WORK TO BE COMPLETED:
Each line of the listing that includes "cover" should be reported.
....................
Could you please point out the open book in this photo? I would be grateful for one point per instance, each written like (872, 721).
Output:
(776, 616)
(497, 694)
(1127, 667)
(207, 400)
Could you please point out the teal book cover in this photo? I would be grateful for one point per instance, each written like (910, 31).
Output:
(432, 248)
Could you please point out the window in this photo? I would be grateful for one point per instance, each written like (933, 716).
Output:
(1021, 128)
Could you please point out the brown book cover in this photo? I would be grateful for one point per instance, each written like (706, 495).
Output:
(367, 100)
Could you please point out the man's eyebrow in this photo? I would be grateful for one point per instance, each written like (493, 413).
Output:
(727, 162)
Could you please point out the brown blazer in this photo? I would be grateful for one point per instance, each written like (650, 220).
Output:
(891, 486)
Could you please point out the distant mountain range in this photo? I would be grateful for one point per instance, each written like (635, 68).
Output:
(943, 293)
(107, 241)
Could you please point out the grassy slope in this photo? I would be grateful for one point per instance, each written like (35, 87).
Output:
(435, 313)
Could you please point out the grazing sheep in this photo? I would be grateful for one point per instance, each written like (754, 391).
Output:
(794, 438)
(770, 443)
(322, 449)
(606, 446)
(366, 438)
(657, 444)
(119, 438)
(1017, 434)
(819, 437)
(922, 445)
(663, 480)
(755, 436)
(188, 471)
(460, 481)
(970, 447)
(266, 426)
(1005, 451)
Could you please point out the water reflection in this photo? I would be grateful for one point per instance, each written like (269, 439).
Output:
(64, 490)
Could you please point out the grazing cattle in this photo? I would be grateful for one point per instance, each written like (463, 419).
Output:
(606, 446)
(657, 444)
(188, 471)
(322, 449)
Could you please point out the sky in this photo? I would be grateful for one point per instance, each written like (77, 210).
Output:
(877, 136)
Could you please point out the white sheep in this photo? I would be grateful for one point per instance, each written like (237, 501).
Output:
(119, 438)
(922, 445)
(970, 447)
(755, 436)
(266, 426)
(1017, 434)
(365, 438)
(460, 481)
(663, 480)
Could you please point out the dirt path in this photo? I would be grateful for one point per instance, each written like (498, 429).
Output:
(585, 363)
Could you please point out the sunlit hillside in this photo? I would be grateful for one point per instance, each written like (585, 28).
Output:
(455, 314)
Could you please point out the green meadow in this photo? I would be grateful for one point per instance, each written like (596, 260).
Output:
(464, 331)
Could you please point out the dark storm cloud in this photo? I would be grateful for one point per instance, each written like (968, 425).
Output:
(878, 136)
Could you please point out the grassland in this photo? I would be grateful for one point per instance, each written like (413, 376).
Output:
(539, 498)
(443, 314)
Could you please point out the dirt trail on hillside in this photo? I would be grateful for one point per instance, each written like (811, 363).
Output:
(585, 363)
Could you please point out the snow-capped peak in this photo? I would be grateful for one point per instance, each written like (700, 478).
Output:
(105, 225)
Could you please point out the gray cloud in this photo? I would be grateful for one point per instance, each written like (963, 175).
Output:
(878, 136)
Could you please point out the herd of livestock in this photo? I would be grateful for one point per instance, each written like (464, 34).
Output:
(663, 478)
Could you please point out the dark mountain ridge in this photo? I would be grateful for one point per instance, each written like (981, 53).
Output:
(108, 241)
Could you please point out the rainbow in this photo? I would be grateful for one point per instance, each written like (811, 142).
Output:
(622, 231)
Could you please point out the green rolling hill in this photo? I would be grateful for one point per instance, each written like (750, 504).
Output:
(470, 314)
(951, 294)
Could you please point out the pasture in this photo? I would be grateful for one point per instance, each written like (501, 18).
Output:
....................
EXERCISE RESULT:
Could you please point out the teal book cover in this photo? I would be grateful for one point per instance, each written like (910, 31).
Could you please point out the brown book cover in this photo? I would be grateful for one point per instance, each written like (706, 495).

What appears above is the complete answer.